■ TO BE DONE: Gather every row below that contains the word "Trace", matching its capitalization, and copy each of those rows out in full.

■ SUPPLIED RECORDS:
-- begin --

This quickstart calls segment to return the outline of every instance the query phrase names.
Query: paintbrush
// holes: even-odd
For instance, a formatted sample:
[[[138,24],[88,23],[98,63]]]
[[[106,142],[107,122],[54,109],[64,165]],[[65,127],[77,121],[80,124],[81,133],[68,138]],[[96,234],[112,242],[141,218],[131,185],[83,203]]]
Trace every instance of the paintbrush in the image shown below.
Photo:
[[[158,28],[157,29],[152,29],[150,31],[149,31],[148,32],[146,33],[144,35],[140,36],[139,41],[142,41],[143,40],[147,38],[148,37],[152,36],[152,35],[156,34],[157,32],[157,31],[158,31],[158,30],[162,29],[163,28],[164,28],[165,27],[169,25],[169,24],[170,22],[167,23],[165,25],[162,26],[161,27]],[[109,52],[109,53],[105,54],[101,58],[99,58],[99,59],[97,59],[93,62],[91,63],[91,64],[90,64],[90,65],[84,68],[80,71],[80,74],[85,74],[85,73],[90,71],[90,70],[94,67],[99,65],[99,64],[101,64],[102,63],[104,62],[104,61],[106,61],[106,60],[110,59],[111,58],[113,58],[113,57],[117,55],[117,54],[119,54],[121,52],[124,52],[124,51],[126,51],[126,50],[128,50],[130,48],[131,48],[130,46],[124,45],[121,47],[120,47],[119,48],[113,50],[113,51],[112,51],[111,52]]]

-- end --
-- begin --

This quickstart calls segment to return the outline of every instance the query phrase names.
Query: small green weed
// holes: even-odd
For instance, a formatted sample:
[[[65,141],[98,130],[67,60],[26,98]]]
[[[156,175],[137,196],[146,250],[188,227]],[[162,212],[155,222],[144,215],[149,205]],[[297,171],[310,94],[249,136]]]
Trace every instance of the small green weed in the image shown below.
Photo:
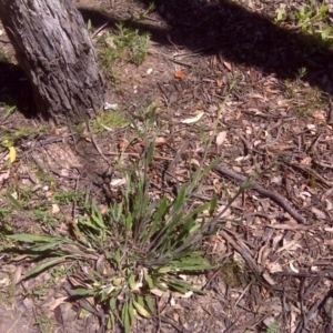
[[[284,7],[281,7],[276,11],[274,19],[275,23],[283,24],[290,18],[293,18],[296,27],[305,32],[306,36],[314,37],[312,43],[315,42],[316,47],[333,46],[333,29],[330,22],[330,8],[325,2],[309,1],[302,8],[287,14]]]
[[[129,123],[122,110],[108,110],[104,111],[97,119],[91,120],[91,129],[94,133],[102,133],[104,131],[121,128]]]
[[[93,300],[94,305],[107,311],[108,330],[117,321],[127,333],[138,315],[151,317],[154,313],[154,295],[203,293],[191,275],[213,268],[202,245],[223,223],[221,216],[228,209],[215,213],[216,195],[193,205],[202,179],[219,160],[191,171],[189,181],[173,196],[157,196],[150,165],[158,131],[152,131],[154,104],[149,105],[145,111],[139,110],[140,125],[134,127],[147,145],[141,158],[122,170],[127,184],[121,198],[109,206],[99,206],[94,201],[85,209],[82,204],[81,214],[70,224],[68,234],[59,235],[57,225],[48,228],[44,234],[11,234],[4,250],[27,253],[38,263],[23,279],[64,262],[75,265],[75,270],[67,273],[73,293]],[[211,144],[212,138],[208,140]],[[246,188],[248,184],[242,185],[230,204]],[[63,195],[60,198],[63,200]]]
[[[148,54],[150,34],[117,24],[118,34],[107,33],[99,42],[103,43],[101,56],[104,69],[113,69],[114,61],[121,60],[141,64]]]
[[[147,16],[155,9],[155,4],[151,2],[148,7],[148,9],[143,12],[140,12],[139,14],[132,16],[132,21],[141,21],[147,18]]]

-- end --
-- begin --

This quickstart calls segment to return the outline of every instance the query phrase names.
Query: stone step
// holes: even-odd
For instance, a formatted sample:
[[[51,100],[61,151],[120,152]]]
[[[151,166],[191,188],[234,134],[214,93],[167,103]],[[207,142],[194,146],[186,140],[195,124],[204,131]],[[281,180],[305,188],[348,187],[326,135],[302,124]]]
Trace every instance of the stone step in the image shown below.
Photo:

-- end --

■ RESPONSE TO THIS EXERCISE:
Trace every instance of the paintbrush in the image shown below.
Trace every instance of the small green weed in the image shown below.
Trace every instance of the stone step in the image shown below.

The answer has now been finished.